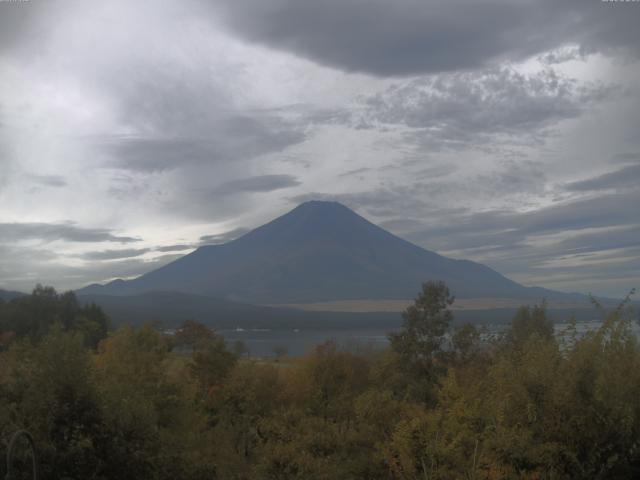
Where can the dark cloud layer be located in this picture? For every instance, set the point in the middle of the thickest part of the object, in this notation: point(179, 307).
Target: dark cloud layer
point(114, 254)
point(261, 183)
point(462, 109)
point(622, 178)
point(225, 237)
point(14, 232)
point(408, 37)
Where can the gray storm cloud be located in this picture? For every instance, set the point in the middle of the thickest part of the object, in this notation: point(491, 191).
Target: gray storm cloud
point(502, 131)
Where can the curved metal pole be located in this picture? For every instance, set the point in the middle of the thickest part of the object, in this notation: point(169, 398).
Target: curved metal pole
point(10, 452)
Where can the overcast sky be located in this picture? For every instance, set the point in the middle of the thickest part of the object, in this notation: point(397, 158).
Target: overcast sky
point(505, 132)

...

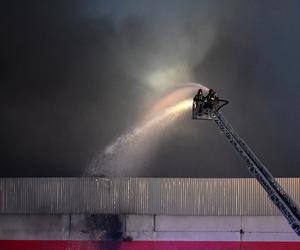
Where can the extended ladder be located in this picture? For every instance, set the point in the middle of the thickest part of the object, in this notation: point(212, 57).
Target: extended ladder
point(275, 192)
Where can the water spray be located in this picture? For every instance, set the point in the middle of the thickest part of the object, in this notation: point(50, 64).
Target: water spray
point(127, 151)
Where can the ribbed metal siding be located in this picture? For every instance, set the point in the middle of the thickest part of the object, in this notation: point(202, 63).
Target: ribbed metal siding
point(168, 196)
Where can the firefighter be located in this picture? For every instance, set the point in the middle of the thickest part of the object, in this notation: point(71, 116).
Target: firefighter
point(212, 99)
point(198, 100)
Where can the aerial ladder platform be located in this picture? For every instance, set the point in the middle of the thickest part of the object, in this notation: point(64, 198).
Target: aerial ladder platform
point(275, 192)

**Job:**
Take the lines of the data from the one containing "Where can the dark" through the one containing "point(408, 37)", and rewrite them as a numbered list with any blank lines dropped.

**The completed task:**
1. Where can the dark cloud layer be located in this picture? For every instance, set the point in the middle of the thickest part of the object, in this notation: point(179, 307).
2. Target: dark cloud layer
3. point(114, 254)
4. point(261, 183)
5. point(462, 109)
6. point(622, 178)
7. point(225, 237)
8. point(14, 232)
9. point(408, 37)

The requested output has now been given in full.